=== Problem statement ===
Copy out only those lines running from the line with "the green soldier" to the end of the listing, keeping each one exactly as it is.

BEGIN Information given

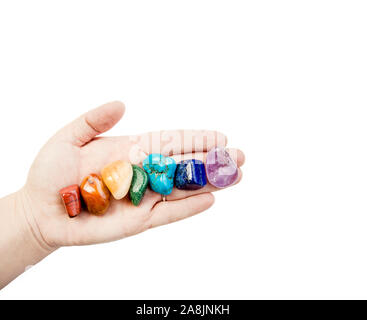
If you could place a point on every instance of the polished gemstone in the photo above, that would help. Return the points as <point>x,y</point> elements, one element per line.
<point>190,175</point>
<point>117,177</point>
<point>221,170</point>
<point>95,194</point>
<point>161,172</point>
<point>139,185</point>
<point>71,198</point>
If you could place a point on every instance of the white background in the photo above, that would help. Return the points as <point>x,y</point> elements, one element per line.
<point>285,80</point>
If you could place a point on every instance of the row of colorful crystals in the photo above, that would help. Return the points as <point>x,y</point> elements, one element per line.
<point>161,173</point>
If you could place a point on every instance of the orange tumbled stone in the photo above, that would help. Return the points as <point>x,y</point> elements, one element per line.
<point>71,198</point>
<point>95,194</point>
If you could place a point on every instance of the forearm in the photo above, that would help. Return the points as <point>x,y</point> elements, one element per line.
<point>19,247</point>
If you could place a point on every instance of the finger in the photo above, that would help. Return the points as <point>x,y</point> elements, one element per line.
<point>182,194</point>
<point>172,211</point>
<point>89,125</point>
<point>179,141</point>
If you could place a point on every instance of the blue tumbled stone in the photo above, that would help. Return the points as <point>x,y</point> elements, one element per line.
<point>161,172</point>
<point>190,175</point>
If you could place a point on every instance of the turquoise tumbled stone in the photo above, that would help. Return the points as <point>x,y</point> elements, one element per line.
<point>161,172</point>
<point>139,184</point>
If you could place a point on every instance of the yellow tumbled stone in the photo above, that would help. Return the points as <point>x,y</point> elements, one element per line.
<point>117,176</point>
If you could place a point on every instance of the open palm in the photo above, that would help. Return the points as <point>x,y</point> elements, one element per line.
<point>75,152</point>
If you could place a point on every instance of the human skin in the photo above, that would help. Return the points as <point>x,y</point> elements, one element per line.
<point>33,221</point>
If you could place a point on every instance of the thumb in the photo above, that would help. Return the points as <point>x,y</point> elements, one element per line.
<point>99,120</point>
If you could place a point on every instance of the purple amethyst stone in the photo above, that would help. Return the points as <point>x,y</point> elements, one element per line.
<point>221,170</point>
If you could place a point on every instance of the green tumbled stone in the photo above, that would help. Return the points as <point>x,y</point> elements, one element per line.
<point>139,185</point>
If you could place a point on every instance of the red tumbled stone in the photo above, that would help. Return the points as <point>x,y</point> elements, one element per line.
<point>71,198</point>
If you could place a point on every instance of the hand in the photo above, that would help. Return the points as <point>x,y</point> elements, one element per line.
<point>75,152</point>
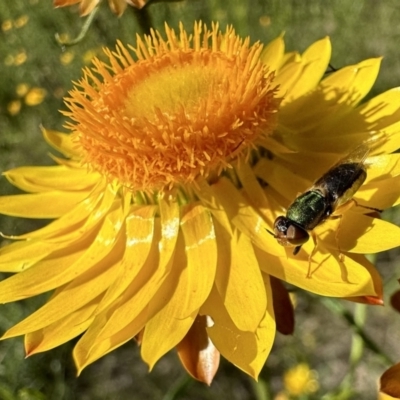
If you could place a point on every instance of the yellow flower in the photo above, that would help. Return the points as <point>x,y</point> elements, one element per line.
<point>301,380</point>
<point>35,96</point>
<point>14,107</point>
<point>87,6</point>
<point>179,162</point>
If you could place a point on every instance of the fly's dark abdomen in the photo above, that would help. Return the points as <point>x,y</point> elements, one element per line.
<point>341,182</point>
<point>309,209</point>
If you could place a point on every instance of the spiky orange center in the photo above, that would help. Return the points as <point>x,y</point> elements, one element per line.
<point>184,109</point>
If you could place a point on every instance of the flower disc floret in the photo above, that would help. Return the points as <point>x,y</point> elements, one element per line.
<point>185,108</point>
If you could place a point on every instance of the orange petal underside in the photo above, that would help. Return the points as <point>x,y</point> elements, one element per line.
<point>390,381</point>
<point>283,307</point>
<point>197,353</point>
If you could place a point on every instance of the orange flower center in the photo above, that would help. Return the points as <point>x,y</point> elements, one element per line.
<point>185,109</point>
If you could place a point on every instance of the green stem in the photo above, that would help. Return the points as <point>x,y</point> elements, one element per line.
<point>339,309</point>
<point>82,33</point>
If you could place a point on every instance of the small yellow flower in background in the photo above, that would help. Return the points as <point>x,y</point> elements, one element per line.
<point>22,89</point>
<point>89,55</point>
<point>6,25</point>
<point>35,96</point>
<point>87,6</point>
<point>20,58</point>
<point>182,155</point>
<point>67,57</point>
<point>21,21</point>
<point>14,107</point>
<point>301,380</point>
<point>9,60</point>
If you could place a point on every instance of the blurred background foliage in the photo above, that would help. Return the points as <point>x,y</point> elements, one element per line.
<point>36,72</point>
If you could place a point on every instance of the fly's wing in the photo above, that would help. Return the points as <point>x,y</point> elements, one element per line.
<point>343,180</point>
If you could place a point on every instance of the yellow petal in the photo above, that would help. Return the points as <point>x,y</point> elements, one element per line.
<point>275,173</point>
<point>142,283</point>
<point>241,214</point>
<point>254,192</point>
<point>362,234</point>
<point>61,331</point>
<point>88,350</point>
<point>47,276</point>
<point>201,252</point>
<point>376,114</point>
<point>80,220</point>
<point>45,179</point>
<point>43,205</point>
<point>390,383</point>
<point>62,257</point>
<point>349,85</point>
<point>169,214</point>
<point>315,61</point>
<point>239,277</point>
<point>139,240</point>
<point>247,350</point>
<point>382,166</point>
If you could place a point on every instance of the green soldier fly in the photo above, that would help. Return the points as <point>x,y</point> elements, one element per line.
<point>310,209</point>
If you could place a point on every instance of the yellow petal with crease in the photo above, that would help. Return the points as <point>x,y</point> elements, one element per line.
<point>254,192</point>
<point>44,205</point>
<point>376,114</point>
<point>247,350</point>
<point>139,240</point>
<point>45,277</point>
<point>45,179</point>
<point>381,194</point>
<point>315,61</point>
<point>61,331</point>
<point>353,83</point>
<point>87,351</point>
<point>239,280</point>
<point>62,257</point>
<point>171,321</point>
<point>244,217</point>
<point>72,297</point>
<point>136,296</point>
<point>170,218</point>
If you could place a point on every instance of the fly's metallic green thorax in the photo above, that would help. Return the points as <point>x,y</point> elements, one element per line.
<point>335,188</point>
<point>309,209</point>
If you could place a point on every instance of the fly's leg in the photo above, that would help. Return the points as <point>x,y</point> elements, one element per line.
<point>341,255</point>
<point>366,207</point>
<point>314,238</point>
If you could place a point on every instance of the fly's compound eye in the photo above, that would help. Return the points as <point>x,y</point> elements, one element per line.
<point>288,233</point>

END Information given

=== Task output ===
If you could place a point on every instance of the green soldier fly in the photo above, that would help. Return the points as <point>x,y</point> elements, one element per line.
<point>310,209</point>
If you could place a point on every instance of the yellow petal with crease in the photo above, that would help. Return the points as <point>x,y</point> elements, one element per line.
<point>254,192</point>
<point>44,205</point>
<point>376,114</point>
<point>247,350</point>
<point>139,240</point>
<point>45,277</point>
<point>45,179</point>
<point>381,194</point>
<point>315,61</point>
<point>61,331</point>
<point>353,83</point>
<point>87,351</point>
<point>239,280</point>
<point>62,257</point>
<point>171,321</point>
<point>244,217</point>
<point>72,297</point>
<point>136,296</point>
<point>170,218</point>
If you could place a point on every instance of the fly's metallic green thorax in the photo above, that would help. Return the points as <point>x,y</point> elements, one element per line.
<point>335,188</point>
<point>309,209</point>
If you could place a point on every instance of the fly's leg in the photo above, that would help. Return the points as <point>x,y</point> elements, one element per line.
<point>341,255</point>
<point>366,207</point>
<point>314,238</point>
If you could place a point on every instance of the fly's compound eye in the photo above, that would help. Return the points as <point>x,y</point> elements, one element per line.
<point>288,233</point>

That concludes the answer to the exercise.